---- TEXT FOR ANALYSIS

Many of you know that in the last month I wrote my first paper in a very long time, together with a dear colleague, collaborator, co-conspirator and friend, Myriam Khoury. And it felt like a huge accomplishment. It’s been six months in the writing and quite a lot longer than that in the designing. Writing does not live and breathe in my DNA. At all. For example, I have memories of university where my tutor told me that my ‘train of thought’ kept going off the rails and never reached it’s destination. Or the very first report I wrote for an international non profit, based in Kosovo for my first paid posting, which came back from my boss’s boss with the handwritten note on top reading, “Who on earth wrote this – it was clearly not written by someone who is a native speaker of English!”. Ouch! That one bruised my ego for a very, very long time.

--------
---- SUPPLIED ENTRIES

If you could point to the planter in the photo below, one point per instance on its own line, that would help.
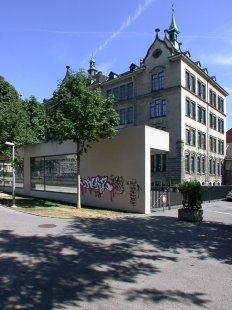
(190, 215)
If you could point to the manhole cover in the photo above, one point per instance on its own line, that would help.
(46, 225)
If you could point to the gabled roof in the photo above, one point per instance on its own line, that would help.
(229, 151)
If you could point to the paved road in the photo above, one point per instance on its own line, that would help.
(140, 262)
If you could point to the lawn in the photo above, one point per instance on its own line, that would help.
(59, 209)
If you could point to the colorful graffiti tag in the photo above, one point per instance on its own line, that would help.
(118, 183)
(98, 185)
(135, 190)
(114, 185)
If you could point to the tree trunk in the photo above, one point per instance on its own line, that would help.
(78, 180)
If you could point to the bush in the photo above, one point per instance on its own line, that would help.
(192, 192)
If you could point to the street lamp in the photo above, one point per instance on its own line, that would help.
(13, 172)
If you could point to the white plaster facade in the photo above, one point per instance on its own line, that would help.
(126, 157)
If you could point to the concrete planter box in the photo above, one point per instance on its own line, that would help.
(190, 215)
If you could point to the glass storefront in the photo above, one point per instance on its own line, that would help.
(6, 173)
(54, 173)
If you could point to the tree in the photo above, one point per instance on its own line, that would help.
(37, 119)
(16, 121)
(81, 114)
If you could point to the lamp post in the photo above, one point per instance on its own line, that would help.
(13, 172)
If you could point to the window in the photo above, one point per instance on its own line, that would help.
(222, 147)
(203, 164)
(192, 163)
(214, 167)
(212, 98)
(210, 166)
(190, 81)
(187, 79)
(193, 84)
(219, 146)
(214, 145)
(187, 163)
(158, 81)
(130, 115)
(158, 108)
(122, 115)
(54, 173)
(201, 115)
(126, 116)
(190, 136)
(218, 169)
(130, 90)
(199, 139)
(115, 93)
(220, 104)
(220, 125)
(198, 164)
(190, 109)
(212, 121)
(160, 162)
(204, 141)
(201, 90)
(123, 93)
(6, 173)
(108, 93)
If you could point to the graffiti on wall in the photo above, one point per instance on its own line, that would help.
(97, 184)
(115, 185)
(118, 183)
(134, 191)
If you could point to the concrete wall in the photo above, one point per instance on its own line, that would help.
(124, 161)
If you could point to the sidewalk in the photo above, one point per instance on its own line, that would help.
(134, 263)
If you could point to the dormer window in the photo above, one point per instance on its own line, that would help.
(157, 81)
(190, 81)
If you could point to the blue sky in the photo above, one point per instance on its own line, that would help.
(39, 38)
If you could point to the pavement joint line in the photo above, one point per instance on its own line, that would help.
(218, 212)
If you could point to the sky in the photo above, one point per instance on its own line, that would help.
(39, 38)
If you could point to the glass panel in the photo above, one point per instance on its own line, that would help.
(37, 173)
(61, 173)
(19, 181)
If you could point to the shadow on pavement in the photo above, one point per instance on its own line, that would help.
(46, 272)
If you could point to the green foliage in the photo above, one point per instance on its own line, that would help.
(17, 124)
(37, 118)
(81, 113)
(192, 192)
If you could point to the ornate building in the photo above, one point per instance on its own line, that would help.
(170, 91)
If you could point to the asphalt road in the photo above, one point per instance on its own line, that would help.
(139, 262)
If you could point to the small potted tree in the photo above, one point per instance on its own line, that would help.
(192, 192)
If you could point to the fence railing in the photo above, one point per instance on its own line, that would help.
(167, 197)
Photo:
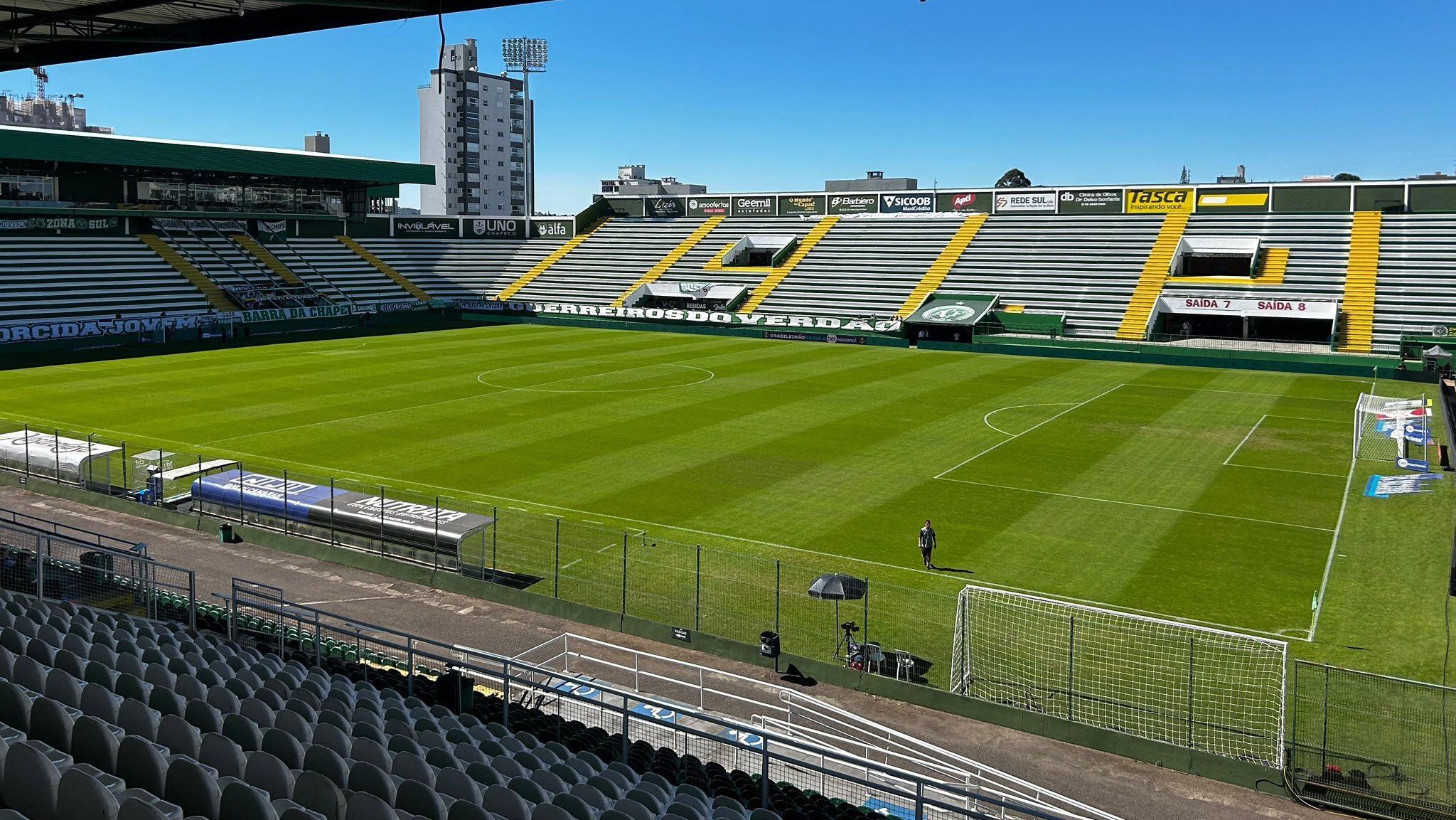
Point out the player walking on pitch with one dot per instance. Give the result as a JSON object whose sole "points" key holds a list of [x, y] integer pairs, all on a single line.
{"points": [[928, 543]]}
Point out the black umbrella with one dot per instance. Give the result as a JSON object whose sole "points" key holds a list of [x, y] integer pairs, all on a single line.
{"points": [[832, 586]]}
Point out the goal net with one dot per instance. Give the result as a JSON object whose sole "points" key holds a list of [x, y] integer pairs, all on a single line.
{"points": [[1178, 683], [1389, 430]]}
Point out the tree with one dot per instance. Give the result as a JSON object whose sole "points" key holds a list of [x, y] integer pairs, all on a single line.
{"points": [[1014, 178]]}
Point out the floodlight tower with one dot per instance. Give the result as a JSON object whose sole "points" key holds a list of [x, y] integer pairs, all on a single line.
{"points": [[526, 54]]}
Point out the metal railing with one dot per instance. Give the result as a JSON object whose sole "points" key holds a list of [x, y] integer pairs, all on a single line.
{"points": [[262, 612]]}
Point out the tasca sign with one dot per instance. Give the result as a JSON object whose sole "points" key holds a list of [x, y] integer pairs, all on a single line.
{"points": [[426, 228], [496, 229], [692, 316], [753, 206], [1160, 201], [708, 206], [852, 203], [43, 331], [664, 207], [906, 203], [1025, 201], [1101, 201]]}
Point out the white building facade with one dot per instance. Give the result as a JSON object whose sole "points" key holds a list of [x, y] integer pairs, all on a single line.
{"points": [[472, 129]]}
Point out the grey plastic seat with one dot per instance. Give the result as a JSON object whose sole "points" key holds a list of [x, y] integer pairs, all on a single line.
{"points": [[323, 761], [319, 794], [51, 724], [242, 802], [141, 764], [179, 736], [31, 781], [419, 799], [95, 742], [194, 788], [82, 796], [223, 755], [501, 800], [268, 774], [365, 806]]}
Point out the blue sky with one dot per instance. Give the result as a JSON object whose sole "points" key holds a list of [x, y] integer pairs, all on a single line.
{"points": [[772, 95]]}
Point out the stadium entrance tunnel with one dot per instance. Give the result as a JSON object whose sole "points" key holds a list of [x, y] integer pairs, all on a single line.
{"points": [[1241, 318]]}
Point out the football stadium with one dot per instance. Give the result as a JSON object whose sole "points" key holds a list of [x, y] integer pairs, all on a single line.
{"points": [[1062, 503]]}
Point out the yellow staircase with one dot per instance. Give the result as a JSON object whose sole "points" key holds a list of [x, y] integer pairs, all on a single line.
{"points": [[651, 276], [215, 294], [778, 275], [943, 264], [1359, 303], [1150, 283], [383, 267], [264, 255], [555, 257]]}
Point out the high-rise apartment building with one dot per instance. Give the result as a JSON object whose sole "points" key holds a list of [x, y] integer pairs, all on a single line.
{"points": [[472, 129]]}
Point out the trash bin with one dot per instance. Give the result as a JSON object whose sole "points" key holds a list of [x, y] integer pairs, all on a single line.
{"points": [[769, 644]]}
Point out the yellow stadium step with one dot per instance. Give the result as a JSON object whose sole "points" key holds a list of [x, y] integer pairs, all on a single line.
{"points": [[201, 282], [1357, 307], [655, 271], [264, 255], [943, 264], [778, 275], [555, 257], [1150, 283], [383, 267]]}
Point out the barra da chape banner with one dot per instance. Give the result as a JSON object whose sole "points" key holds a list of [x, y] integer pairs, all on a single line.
{"points": [[402, 522]]}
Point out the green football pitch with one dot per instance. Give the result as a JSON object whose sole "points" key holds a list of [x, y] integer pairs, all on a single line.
{"points": [[1218, 497]]}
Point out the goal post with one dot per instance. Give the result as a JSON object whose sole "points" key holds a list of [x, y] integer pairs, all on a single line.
{"points": [[1389, 429], [1179, 683]]}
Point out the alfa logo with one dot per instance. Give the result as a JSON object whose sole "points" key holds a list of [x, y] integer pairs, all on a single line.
{"points": [[950, 314]]}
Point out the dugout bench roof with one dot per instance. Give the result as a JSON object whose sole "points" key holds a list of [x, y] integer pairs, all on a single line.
{"points": [[47, 33]]}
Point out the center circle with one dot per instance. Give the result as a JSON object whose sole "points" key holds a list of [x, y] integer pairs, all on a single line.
{"points": [[594, 376]]}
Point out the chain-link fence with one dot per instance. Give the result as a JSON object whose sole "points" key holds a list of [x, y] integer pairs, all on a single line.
{"points": [[1374, 743], [58, 567], [714, 587]]}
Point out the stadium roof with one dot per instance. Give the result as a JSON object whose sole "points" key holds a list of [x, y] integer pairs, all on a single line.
{"points": [[76, 147], [47, 33]]}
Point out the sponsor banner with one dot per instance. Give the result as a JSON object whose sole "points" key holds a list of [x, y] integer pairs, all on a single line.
{"points": [[801, 206], [753, 206], [287, 314], [947, 201], [829, 339], [673, 315], [1233, 200], [62, 223], [404, 522], [426, 228], [1388, 485], [554, 229], [50, 329], [708, 206], [497, 228], [907, 203], [852, 203], [664, 207], [1160, 201], [46, 452], [1021, 201], [1286, 308], [1101, 201]]}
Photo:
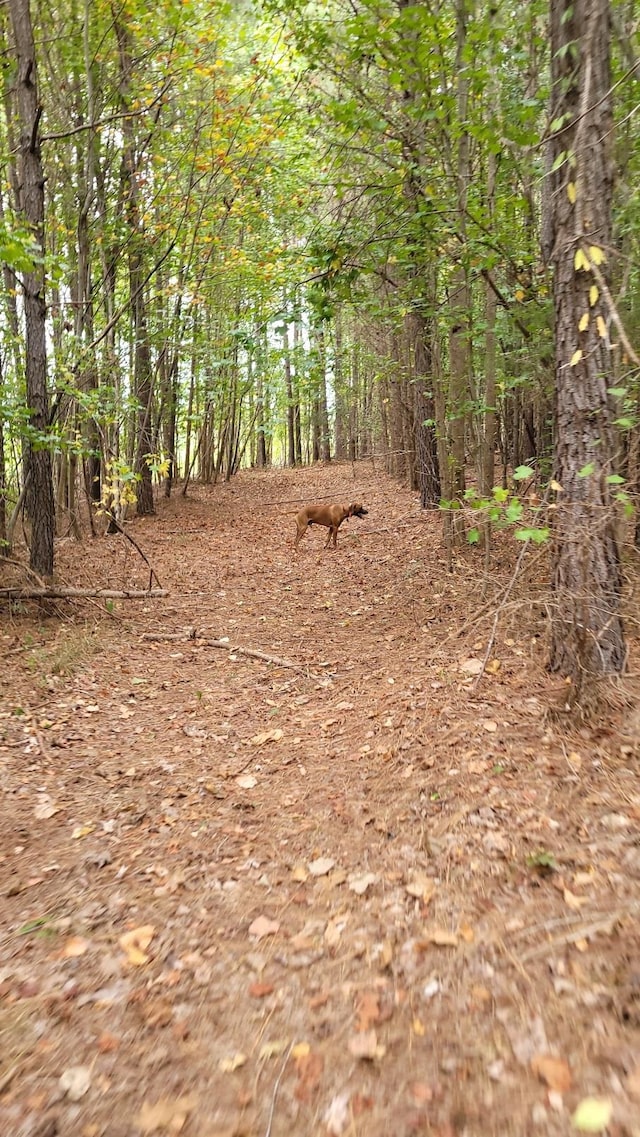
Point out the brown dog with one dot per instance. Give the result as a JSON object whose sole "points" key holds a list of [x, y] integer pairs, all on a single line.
{"points": [[330, 515]]}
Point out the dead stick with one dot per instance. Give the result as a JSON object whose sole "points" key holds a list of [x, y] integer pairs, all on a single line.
{"points": [[97, 594], [233, 648]]}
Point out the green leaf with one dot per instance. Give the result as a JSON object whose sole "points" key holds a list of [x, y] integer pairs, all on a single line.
{"points": [[559, 159]]}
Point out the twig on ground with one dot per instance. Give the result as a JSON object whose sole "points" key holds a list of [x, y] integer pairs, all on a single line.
{"points": [[192, 633], [275, 1089], [65, 594], [121, 529], [584, 931]]}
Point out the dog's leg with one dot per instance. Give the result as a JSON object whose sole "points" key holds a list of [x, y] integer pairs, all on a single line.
{"points": [[299, 534]]}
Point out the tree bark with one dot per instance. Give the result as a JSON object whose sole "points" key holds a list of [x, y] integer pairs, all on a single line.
{"points": [[40, 503], [587, 635]]}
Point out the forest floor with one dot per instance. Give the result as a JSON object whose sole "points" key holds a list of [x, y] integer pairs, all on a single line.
{"points": [[368, 895]]}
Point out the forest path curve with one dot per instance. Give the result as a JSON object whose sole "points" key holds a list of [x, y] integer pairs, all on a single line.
{"points": [[346, 932]]}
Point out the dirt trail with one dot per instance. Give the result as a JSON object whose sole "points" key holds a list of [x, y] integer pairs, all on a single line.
{"points": [[356, 896]]}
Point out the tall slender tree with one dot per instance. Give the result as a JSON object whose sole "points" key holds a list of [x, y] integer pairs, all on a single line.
{"points": [[587, 636], [40, 504]]}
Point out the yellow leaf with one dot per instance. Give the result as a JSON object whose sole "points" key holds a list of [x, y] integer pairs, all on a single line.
{"points": [[135, 943], [300, 1051], [592, 1114], [267, 736], [81, 831], [597, 254], [227, 1065], [74, 947]]}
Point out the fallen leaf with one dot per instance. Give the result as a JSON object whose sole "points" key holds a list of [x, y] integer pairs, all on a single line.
{"points": [[259, 990], [267, 736], [359, 885], [75, 1081], [263, 926], [227, 1065], [272, 1050], [337, 1117], [632, 1084], [592, 1114], [574, 902], [367, 1010], [334, 929], [365, 1045], [321, 866], [44, 807], [167, 1113], [421, 886], [246, 781], [421, 1093], [81, 831], [74, 947], [309, 1068], [553, 1071], [442, 938], [135, 943]]}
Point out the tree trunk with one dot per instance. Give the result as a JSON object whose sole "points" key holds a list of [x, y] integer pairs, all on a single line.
{"points": [[587, 636], [40, 503]]}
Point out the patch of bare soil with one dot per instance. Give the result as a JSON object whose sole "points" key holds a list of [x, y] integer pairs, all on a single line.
{"points": [[360, 895]]}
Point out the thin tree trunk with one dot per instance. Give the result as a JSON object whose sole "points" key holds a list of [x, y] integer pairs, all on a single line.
{"points": [[587, 635], [40, 504]]}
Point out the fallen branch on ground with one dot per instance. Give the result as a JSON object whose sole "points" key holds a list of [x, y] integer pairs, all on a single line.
{"points": [[191, 633], [96, 594]]}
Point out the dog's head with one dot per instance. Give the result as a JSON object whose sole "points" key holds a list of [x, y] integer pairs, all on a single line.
{"points": [[357, 511]]}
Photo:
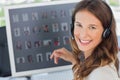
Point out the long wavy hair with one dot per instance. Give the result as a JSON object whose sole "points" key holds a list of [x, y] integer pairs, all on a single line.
{"points": [[106, 51]]}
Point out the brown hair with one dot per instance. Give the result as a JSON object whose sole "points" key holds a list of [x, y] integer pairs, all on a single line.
{"points": [[106, 51]]}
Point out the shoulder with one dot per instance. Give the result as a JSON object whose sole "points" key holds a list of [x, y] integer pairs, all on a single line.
{"points": [[107, 72]]}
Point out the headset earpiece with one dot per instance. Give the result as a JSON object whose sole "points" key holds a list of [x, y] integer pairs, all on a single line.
{"points": [[106, 33]]}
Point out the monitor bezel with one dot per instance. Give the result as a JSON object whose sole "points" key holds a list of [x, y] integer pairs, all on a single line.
{"points": [[10, 44]]}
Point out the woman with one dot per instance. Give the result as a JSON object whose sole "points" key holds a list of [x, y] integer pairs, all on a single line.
{"points": [[94, 43]]}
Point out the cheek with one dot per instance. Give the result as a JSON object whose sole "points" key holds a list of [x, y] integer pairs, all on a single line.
{"points": [[97, 38]]}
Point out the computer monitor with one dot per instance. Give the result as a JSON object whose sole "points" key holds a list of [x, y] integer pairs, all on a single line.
{"points": [[34, 31], [4, 56]]}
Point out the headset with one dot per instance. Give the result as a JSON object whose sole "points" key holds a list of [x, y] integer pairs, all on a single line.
{"points": [[107, 30]]}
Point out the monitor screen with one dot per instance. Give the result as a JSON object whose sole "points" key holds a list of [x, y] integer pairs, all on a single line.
{"points": [[34, 31], [4, 56]]}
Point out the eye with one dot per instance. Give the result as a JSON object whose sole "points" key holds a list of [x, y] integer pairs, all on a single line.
{"points": [[78, 24], [92, 27]]}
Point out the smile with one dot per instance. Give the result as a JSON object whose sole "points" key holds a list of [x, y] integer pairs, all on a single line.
{"points": [[84, 42]]}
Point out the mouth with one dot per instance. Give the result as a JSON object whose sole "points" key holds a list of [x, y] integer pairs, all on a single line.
{"points": [[85, 42]]}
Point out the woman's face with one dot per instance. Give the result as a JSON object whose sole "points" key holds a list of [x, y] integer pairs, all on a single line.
{"points": [[87, 31]]}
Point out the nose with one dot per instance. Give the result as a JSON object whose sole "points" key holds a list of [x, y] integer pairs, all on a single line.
{"points": [[83, 33]]}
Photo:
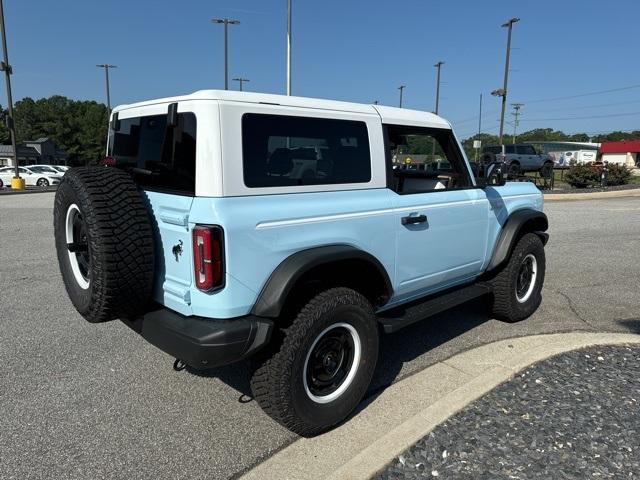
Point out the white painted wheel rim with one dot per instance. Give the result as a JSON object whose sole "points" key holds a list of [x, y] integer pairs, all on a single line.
{"points": [[353, 369], [533, 264], [72, 212]]}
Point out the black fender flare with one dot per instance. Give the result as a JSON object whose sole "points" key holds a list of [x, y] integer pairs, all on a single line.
{"points": [[272, 298], [536, 222]]}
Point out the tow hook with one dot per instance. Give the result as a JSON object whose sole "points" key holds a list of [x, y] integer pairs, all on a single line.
{"points": [[179, 365]]}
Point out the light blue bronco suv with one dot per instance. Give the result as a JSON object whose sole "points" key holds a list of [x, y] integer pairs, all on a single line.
{"points": [[227, 225]]}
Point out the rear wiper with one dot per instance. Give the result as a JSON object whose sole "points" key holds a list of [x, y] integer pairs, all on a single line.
{"points": [[143, 171]]}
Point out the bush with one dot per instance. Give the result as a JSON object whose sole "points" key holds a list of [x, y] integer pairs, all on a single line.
{"points": [[588, 175], [582, 176]]}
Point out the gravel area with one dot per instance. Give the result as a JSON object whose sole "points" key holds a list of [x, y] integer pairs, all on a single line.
{"points": [[574, 416]]}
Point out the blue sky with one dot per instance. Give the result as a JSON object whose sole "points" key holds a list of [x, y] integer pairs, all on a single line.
{"points": [[353, 50]]}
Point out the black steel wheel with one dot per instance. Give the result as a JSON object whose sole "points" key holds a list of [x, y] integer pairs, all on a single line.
{"points": [[104, 243], [517, 286], [317, 370]]}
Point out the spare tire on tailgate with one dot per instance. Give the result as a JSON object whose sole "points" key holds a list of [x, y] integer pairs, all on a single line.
{"points": [[104, 242]]}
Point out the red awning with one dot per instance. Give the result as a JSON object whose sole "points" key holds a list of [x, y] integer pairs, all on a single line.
{"points": [[632, 146]]}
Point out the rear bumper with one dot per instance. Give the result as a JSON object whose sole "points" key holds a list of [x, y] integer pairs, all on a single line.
{"points": [[205, 342]]}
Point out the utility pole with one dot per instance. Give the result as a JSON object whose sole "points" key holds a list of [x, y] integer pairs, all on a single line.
{"points": [[5, 66], [503, 91], [479, 127], [401, 88], [289, 34], [438, 66], [106, 67], [226, 22], [240, 80], [516, 121]]}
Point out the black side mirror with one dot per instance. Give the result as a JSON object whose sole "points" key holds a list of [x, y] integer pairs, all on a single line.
{"points": [[115, 122], [493, 175], [172, 115]]}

--------

## GOAL OF THE EXERCISE:
Retype the whole passage above about writing a first paper in years, word for word.

## RESULT OF THE EXERCISE:
Many of you know that in the last month I wrote my first paper in a very long time, together with a dear colleague, collaborator, co-conspirator and friend, Myriam Khoury. And it felt like a huge accomplishment. It’s been six months in the writing and quite a lot longer than that in the designing. Writing does not live and breathe in my DNA. At all. For example, I have memories of university where my tutor told me that my ‘train of thought’ kept going off the rails and never reached it’s destination. Or the very first report I wrote for an international non profit, based in Kosovo for my first paid posting, which came back from my boss’s boss with the handwritten note on top reading, “Who on earth wrote this – it was clearly not written by someone who is a native speaker of English!”. Ouch! That one bruised my ego for a very, very long time.